## Task statement
Reproduce word for word the part of the article on the lawsuit over the film Drive starting at "Truly, there is" and ending at "in recent memory.".

## Reading passage
Truly, there is no greater type of entertainment industry news story than “bizarre legal proceedings.” Strange and ill-fated court cases pepper the world of showbiz, and according to the Hollywood Reporter, today brought a new development to one of the weirdest and most nonsensical in recent memory.
In 2011, one woman made viral headlines by suing the producers of the Nicolas Winding Refn drama Drive over what she perceived as misleading advertising, claiming that the trailers for the Danish filmmaker’s terse crime-romance promised her something closer to 2 Fast 2 Furious. And because not being similar to the Fast and Furious film franchise was not and has never been illegal, she officially pinned her gripes on a charge of coded anti-Semitism in the film, claiming that it promoted violence against the Jewish community. A Michigan judge threw the case out in 2012, but the plaintiff was not so easily deterred, levying new charges of anti-Semitism directly against the judge. The case then went to a second judge in October 2013, who agreed with the first judge that this was a load of hokum. The second judge moved to dismiss the case as well, but this would not be the end of the litigator’s quest for what he construed as justice.

## Listed entries
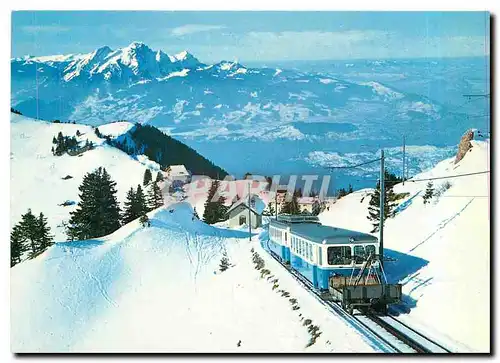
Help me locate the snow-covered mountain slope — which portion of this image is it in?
[320,141,491,352]
[10,114,160,241]
[11,203,375,353]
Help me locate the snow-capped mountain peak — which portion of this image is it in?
[15,41,201,83]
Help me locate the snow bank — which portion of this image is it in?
[11,203,373,352]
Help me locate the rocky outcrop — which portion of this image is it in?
[455,129,474,164]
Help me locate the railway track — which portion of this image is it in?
[266,243,451,353]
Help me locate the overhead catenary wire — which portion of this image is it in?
[325,158,380,169]
[407,170,490,183]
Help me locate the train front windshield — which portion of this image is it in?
[328,246,351,265]
[328,245,375,266]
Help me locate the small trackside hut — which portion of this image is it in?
[268,215,401,312]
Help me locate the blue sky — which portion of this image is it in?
[12,11,489,62]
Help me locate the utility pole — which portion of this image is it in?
[248,183,252,241]
[403,135,406,185]
[379,149,385,267]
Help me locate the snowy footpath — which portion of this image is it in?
[11,203,375,353]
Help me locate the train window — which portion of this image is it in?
[365,245,375,257]
[354,246,366,264]
[328,246,351,265]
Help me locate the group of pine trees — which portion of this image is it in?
[10,167,163,267]
[67,168,163,240]
[67,167,120,240]
[10,209,54,267]
[203,180,228,224]
[52,130,94,156]
[109,124,228,179]
[367,170,402,233]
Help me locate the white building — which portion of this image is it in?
[227,196,264,228]
[297,197,319,213]
[165,165,191,184]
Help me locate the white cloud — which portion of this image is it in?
[22,25,70,34]
[170,24,226,36]
[191,30,489,62]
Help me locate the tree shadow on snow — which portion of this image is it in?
[55,239,104,249]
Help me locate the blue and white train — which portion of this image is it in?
[268,215,379,290]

## Solution
Truly, there is no greater type of entertainment industry news story than “bizarre legal proceedings.” Strange and ill-fated court cases pepper the world of showbiz, and according to the Hollywood Reporter, today brought a new development to one of the weirdest and most nonsensical in recent memory.